(Source document Opens)
Glory the gold bugs and we will celebrate the day when hapless politicians have nothing to do with our money. The one thing for sure is that government itself if not responsible enough to have this unique control of our money.
I should imagine, were the dollar still on the gold standard, one dollar would buy much more than that; food has got cheaper and demand for dollars has risen.
Were gold to be re-monetised it would have actual monetary uses beyond the inflation hedge it is at the moment and the gold price would rise — as it is, the gold price is far higher than the value of the industrial uses, and far far FAR lower then the value as an international reserve currency.
The over-riding pre-requisite for gold to work as a valuable store of wealth and a good backing for paper currency is that the politicians should not be allowed to interfere with the price, for any reason.
They will insist that speculators will otherwise benefit and countries like Russia will benefit and that new gold discoveries will distort.
None of these arguments are nearly as toxic (or valid) as the prospect that politicians might try to control the price and we end up with another Euro flawed by but a different fixed element
Churchill later described his actions as the “biggest blunder of my life”. Some say he meant return to the gold-standard per se, but he probably meant return to the gold-standard at it’s pre-war rate.
(Source document Closes)
(Dataset entries Opens)
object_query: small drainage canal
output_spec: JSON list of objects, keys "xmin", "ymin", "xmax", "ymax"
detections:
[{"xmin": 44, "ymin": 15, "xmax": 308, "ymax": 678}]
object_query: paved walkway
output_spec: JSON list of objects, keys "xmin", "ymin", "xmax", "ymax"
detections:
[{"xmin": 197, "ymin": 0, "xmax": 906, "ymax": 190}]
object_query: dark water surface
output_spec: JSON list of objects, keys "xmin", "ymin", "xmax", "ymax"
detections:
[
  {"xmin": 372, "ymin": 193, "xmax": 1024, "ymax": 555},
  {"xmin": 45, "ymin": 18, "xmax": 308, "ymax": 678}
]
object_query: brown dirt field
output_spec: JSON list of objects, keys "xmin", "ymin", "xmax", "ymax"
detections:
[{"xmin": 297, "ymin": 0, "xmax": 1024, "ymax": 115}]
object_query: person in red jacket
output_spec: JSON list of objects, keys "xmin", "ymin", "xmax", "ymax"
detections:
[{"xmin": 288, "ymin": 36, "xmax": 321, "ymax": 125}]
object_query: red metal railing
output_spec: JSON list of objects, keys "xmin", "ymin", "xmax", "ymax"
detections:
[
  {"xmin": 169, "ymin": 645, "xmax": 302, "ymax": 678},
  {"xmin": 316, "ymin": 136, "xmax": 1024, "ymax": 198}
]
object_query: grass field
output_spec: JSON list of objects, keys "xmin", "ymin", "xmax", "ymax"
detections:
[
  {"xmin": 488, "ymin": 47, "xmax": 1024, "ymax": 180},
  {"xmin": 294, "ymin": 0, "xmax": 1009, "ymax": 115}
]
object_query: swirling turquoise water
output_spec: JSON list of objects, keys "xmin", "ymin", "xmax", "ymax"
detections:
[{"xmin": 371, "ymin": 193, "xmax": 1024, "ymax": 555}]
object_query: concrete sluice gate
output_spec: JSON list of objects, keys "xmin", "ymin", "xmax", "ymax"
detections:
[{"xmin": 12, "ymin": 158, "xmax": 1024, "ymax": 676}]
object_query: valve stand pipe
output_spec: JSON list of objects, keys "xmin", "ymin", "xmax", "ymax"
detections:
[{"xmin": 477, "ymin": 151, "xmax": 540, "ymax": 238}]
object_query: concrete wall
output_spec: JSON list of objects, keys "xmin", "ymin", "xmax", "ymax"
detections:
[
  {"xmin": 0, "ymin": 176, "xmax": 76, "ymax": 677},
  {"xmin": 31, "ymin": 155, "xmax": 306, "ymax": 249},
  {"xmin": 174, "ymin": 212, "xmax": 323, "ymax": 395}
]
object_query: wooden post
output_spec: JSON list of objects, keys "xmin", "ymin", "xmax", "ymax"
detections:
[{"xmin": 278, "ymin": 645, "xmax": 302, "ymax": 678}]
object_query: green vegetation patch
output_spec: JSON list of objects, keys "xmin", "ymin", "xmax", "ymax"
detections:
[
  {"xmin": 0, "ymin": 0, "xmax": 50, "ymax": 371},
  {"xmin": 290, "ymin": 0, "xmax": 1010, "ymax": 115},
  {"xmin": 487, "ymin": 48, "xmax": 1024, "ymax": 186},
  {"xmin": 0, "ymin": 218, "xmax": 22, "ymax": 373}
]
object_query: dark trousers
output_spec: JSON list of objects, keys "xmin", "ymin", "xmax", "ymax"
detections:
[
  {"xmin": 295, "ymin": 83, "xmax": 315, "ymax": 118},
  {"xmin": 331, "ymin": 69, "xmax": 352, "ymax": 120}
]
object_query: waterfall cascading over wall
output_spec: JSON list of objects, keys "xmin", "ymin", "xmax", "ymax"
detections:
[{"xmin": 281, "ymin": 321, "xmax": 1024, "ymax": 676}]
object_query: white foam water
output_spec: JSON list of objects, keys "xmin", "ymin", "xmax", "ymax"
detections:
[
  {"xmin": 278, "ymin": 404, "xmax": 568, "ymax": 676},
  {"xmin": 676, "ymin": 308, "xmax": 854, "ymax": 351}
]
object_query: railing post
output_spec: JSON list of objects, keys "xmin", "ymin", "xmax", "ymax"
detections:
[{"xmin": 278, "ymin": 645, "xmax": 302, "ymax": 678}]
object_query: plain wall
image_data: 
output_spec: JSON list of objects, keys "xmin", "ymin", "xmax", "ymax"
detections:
(Dataset entries Closes)
- Try it
Please continue the gold standard discussion from where it stops, after the lines.

- Answer below
It’s worth mentioning that at the time it was a very difficult decision because Britain was very different. Many of the world’s savings were controlled by London banks. A permanent devaluing of the pound would have damaged those savers. Also, common people didn’t save through house buying in those days, but rather through savings accounts and bonds. Those would have been devalued too.
Still, it would have been the right decision to devalue. Mises and Hayek both acknowledged this. Mises pointed out that Ricardo had given the reasons for supporting these types of devaluations in the 19th century.
Also, I’ll be sure to bring this article up when someone says that prices are very flexible downwards ;)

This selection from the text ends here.